ÉNONCÉ: Dans le texte sur l'audiovisuel public, recopiez le passage qui s'ouvre sur les mots contenant « Un autre amendement » et se clôt sur « à la presse. », en substituant « détournement » à « hold-up ».

BLOC DE TEXTE:
_ _ _ _ _
La réalité nous fournit d’ores et déjà des éléments d’information sur le rapport de force qui s’installe dans la holding. Ainsi, RFI a dû fermer des antennes, tandis qu’il n’y a pas à s’inquiéter, semble-t-il, pour France 24.
Et c’est à un tel audiovisuel extérieur qu’un amendement vise à transférer la part de la redevance prévue pour l’INA ! C’est inquiétant, car toucher au financement pérenne de l’INA, c’est mettre en cause l’équilibre et la stabilité financière de cet établissement et s’attaquer indirectement à notre patrimoine.
Un autre amendement tend à attribuer une partie de la redevance au GIP « France Télé numérique » et donc, indirectement, à des entreprises non publiques. Or France 24, vous le savez, n’est pas une chaîne entièrement publique, puisque 50 % de son capital sont détenus par TF 1. Cela explique sans doute qu’à l’article 23 du projet de loi de finances, le mot « public » ait été supprimé de l’intitulé du compte spécial « Avances à l’audiovisuel public ». Cela est significatif du hold-up que subissent les fonds publics au profit du privé.
Venons-en à la presse.
_ _ _ _ _
LIGNES ENREGISTRÉES:
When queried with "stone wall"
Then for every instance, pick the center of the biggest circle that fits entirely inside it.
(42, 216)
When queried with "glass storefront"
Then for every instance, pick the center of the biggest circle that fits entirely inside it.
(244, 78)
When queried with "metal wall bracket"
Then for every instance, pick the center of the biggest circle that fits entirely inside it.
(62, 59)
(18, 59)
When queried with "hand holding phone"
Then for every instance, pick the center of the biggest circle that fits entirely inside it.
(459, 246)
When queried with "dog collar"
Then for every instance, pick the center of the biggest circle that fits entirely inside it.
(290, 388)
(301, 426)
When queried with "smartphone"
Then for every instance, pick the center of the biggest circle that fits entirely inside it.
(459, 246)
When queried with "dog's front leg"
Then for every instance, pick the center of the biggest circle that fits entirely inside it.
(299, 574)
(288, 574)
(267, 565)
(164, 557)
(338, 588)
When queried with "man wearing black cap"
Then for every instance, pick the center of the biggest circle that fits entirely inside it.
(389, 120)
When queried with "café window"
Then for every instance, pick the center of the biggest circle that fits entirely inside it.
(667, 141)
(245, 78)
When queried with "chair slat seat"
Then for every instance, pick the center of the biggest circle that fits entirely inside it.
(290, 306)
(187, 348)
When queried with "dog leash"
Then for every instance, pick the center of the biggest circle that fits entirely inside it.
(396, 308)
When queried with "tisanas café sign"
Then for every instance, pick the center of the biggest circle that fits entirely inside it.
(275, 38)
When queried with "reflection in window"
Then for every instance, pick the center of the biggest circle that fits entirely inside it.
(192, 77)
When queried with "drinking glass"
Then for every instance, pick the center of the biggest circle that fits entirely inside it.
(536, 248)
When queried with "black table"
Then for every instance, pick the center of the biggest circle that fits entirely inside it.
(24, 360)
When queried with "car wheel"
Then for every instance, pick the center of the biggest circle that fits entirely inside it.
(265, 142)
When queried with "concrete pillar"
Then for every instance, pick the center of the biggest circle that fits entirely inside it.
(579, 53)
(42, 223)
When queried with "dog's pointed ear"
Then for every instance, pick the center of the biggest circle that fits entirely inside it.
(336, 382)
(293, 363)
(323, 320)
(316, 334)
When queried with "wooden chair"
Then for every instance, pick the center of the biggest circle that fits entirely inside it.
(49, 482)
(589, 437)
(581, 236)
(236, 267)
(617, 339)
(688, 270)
_ _ _ _ _
SOLUTION:
Un autre amendement tend à attribuer une partie de la redevance au GIP « France Télé numérique » et donc, indirectement, à des entreprises non publiques. Or France 24, vous le savez, n’est pas une chaîne entièrement publique, puisque 50 % de son capital sont détenus par TF 1. Cela explique sans doute qu’à l’article 23 du projet de loi de finances, le mot « public » ait été supprimé de l’intitulé du compte spécial « Avances à l’audiovisuel public ». Cela est significatif du détournement que subissent les fonds publics au profit du privé.
Venons-en à la presse.